#### Texte à examiner ####

Mais qu’est-ce que vous a fait Israël ?  Quel est ce chœur unanime de condamnations contre Israël ? Quel est cet ensemble vertueux qui désigne Israël comme LE coupable absolu ? Quel est ce tribunal planétaire où pas une voix ne manque pour désigner à la vindicte publique le responsable de tous les maux de la planète ?

Il y aura même eu un imam iranien pour affirmer que l’éruption du volcan islandais était la punition divine des crimes du « régime sioniste ». De Dominique de Villepin à Noam Chomski tous se sont précipités dans les télévisions pour dénoncer « l’incroyable crime » commis par les soldats israéliens ! Trop de bonne conscience tue la conscience. Trop, c’est trop !

Qu’est ce que nous dit cet accablement ? Qu’il y aurait un Etat de trop sur la terre ? Non, bien sûr! Israël possède de nombreux amis qui lui écrivent des lettres d’amour, pleines de conseils en forme d’épitaphe. Il y a même une célèbre journaliste américaine qui conseille aux Israéliens de rentrer « chez eux ». Chez eux ? En Pologne, en Russie, en Algérie ! Pourquoi pas à Auschwitz tant qu’on y est !

Tant de sollicitude touche la vieille dame juive que je suis. Je crois que tous les Israéliens doivent être contents du constant intérêt qu’on leur témoigne et tous les juifs sont heureux de cette empathie sans cesse renouvelée.

J’avais fait, il y a longtemps, le choix de la pensée universelle. Bien que je fus déportée parce que j’étais juive, j’ai cru que l’humanité, l’idée d’humanité, était plus forte que la charge des origines. Près de soixante ans plus tard dois je faire le constat de mon erreur ? Dois je constater qu’être juif vous désigne jusqu’à la fin des temps comme le coupable des nations ?

#### Extraits de données ####

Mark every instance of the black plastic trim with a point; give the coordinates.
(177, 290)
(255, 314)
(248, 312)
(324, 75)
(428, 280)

####

Travail demandé:
- a) D'après le texte, qu'aurait affirmé un imam iranien au sujet de l'éruption du volcan islandais ?
- b) Recopiez le passage du texte qui commence par « Tant de sollicitude » et va jusqu'à « des nations ? », en remplaçant « vieille dame » par « vieille femme ».
Appuyez-vous uniquement sur le texte, sans tenir compte de la liste.

Réponses dans l'ordre:
- a) Qu'elle était la punition divine des crimes du « régime sioniste ».

- b)
Tant de sollicitude touche la vieille femme juive que je suis. Je crois que tous les Israéliens doivent être contents du constant intérêt qu’on leur témoigne et tous les juifs sont heureux de cette empathie sans cesse renouvelée.

J’avais fait, il y a longtemps, le choix de la pensée universelle. Bien que je fus déportée parce que j’étais juive, j’ai cru que l’humanité, l’idée d’humanité, était plus forte que la charge des origines. Près de soixante ans plus tard dois je faire le constat de mon erreur ? Dois je constater qu’être juif vous désigne jusqu’à la fin des temps comme le coupable des nations ?